PASSAGE FOR REVIEW below:
Factor H (FH) is an abundant plasma glycoprotein, and is the main regulator of the alternative complement pathway. FH serves as a cofactor for Factor I (FI) in the inactivation of C3b to iC3b and has decay-accelerating activity towards C3 convertases. FH binds to host cell surfaces, by binding to host specific glycosaminoglycans (GAGs) on the cell surface following initial complement activation and targets C3b to inhibit further complement activation. Dysfunctional FH may lead to severe inflammatory disease due to uncontrolled complement activation on the endothelial cells of the vasculature. As the major inhibitor of the alternative pathway of complement, FH may potentially be used as therapeutic agent for several complement mediated human diseases.

We have developed a purification strategy to isolate functional FH from human plasma. In addition, in close collaboration with Prof. T.W. Kuijpers (AMC-UMC) and Dr. T. Rispens (Sansquin) we have developed several antibodies against FH and Factor H Related proteins (FHRs). We investigate FH and FHRs levels and function in health and disease. In addition, we have developed a novel specific monoclonal antibody that potentiates the function of FH on human cell surfaces.

Complement activation and regulation on red blood cells

All healthy human cells are equipped with several surface complement regulators to prevent damage through unwanted complement activation. Endothelial cells and blood cells are particularly well protected, as these are constantly exposed to the complement system in plasma. Red blood cells (RBCs) bear all membrane complement regulators, except CD46, which is only expressed on nucleated cells

Various diseases are associated with complement mediated RBC destruction, which may be antibody mediated (autoimmune hemolytic anemia (AIHA), allo-immunization) or the result of defective complement regulation (atypical hemolytic syndrome (aHUS), paroxysmal nocturnal hemoglobinuria (PNH)). Disease severity and response to existing complement inhibiting therapeutics is variable in these patients. This illustrates the urgent need to better understand both the triggering mechanisms of complement activation in these diseases and how the balance of complement activation and regulation on different cell surfaces is maintained.

We are investigating how RBCs are protected from unwanted complement activation, both in normal and pathological conditions, e.g. in AIHA and PNH. To answer our research questions we make use of a human cell line (HAP1) that is genetically engineered by CRISPR/Cas9 technology to lose one or several complement regulators (collaboration with Dr. R. Spaapen, Sanquin). Furthermore, we use isolated RBCs from healthy donors and PNH patients and plasma samples of AIHA patients.
End of PASSAGE FOR REVIEW.
ENTRIES SUPPLIED below:
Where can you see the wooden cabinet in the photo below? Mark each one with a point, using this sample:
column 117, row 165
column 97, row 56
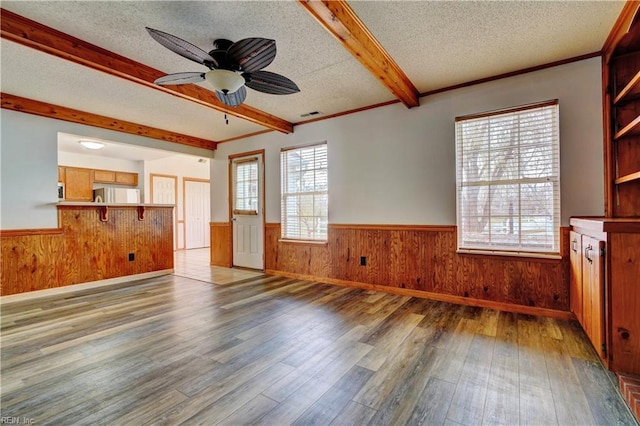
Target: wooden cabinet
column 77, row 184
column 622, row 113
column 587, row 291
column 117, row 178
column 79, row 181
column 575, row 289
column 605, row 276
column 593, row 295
End of ENTRIES SUPPLIED.
ENTRIES SUPPLIED below:
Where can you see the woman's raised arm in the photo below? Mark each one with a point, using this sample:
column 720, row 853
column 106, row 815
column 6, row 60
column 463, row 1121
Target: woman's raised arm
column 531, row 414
End of ENTRIES SUPPLIED.
ENTRIES SUPPLIED below:
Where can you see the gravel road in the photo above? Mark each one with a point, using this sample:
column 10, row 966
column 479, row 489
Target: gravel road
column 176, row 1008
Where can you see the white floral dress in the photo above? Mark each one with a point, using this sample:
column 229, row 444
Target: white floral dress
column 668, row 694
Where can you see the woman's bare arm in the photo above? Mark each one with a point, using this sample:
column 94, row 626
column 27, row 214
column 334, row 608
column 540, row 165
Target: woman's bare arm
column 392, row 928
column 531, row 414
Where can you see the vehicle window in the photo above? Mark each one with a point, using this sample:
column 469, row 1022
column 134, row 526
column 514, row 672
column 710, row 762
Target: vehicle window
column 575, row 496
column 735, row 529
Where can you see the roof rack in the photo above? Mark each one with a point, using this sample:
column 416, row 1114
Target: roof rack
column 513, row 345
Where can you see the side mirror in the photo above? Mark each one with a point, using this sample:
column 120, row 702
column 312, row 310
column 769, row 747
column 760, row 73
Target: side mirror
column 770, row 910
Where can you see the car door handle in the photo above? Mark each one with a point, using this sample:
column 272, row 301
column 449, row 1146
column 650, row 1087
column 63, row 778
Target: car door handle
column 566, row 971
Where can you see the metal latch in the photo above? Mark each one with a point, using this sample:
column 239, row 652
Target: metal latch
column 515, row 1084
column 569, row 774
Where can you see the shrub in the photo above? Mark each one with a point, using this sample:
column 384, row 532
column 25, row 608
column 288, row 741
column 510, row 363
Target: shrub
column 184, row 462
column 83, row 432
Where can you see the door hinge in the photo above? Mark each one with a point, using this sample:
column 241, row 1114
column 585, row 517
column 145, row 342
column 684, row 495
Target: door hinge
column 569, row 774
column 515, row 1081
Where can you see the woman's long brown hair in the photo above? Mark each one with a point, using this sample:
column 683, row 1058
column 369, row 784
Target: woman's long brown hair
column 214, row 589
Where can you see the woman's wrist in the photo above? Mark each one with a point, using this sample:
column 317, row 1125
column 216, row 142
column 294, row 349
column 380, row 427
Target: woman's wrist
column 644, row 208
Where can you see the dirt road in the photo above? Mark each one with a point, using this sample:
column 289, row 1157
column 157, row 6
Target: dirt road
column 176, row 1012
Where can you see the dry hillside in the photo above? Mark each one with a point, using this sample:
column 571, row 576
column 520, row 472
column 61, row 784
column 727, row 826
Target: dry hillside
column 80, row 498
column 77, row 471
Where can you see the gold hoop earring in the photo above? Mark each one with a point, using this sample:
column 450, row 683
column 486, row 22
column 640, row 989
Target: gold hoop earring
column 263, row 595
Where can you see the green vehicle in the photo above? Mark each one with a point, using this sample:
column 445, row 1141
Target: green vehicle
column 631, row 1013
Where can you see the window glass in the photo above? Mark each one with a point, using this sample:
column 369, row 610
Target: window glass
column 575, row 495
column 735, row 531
End of ENTRIES SUPPLIED.
GOAL OF THE EXERCISE | The passage on Factor H and complement says some cells are especially well protected from complement. In one to three sentences, explain why the passage gives for endothelial cells and blood cells having this extra protection.

RESULT OF THE TASK | Endothelial cells and blood cells are particularly well protected because they are constantly exposed to the complement system in plasma. Like all healthy human cells, they carry surface complement regulators that prevent damage from unwanted complement activation.